In Chichén Itzá spüren Touristen die Energie des Zeitwandels
Chichén Itzá (dpa) - Kimberley Kaplan sitzt seit vier Stunden vor dem Kukulcán-Tempel, um die neue Sonne schon am Vortag der Zeitenwende zu spüren.
Am Freitag will die in Peru lebende US-Amerikanerin sogar den ganzen Tag in der Ruinenstätte auf der mexikanischen Halbinsel Yucatán ausharren und die positive Energie in sich aufnehmen, wenn die 13. Periode im Maya-Kalender endet und die neue Zeit beginnt. Von Angst vor dem Weltuntergang keine Spur.

VORLIEGENDE DATEN:

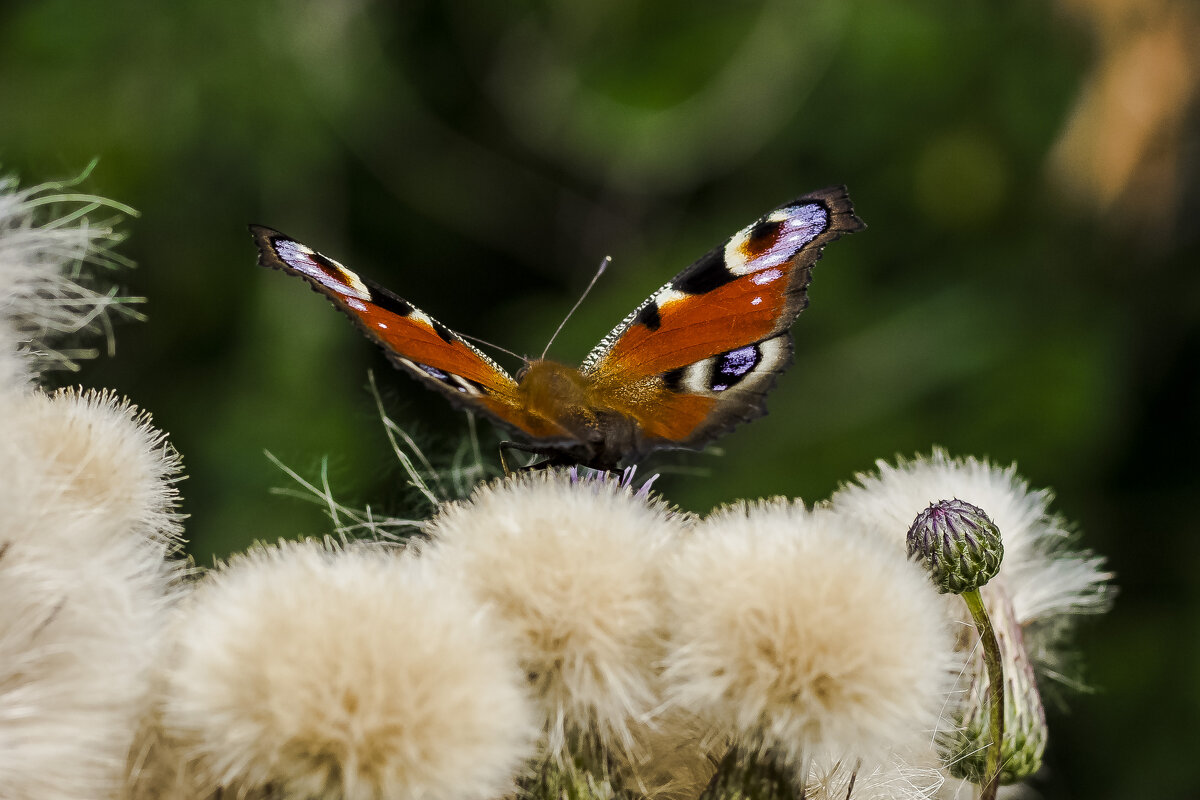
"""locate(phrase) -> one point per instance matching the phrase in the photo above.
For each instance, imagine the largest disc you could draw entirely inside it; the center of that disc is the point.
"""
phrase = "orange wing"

AUFGABE 1: Wie lange sitzt Kimberley Kaplan laut dem Text über Chichén Itzá schon vor dem Kukulcán-Tempel?
AUFGABE 2: Kürzen Sie im Text über Chichén Itzá den Absatz, der mit „Am Freitag will“ beginnt, und behalten Sie dabei seine wesentlichen Fakten bei.
AUFGABE 3: Schreiben Sie den Text über Chichén Itzá im Anschluss an seinen letzten Satz weiter.

LÖSUNG 1: Seit vier Stunden.

LÖSUNG 2: Die in Peru lebende US-Amerikanerin will am Freitag den ganzen Tag in der Ruinenstätte auf Yucatán bleiben, um die positive Energie aufzunehmen, wenn die 13. Periode des Maya-Kalenders endet und die neue Zeit beginnt. Angst vor dem Weltuntergang hat sie nicht.

LÖSUNG 3:
Am Donnerstag ist es noch ruhig in Chichén Itzá, der Maya-Stätte mit ihrer großen Stufenpyramide. Nur der Klang einer Tun Kul, einer Trommel aus Bambusrohr, unterbricht die Stille. Rund 50 Männer in Lendenschurz führen einen rituellen Tanz auf. Sie weihen die vier Himmelsrichtungen, die von den Ecken Kukulcán-Pyramide angezeigt werden. „Für uns geht es um den Wandel in eine neue Zeit, der Kalenderwechsel bedeutet keinen Tod“, sagt Cen Dzul, Chef der mit großen bunten Federn geschmückten Tänzer.
Am Freitag soll es voll werden in Chichén Itzá, über 5000 Besucher werden erwartet. So mancher wird auf den Weltuntergang warten, die meisten aber wohl eher den von den Maya prophezeiten Beginn einer neuen Ära miterleben wollen.
Die Verwalter der archäologischen Stätte haben zusätzliche Sicherheitsmaßnahmen getroffen, um die Anlage zu schützen. Schon seit 2006 dürfen Besucher nicht mehr auf die Kukulcán-Pyramide steigen. Kimberley Kaplan respektiert dies und bleibt vor dem Tempel des Donnergottes sitzen.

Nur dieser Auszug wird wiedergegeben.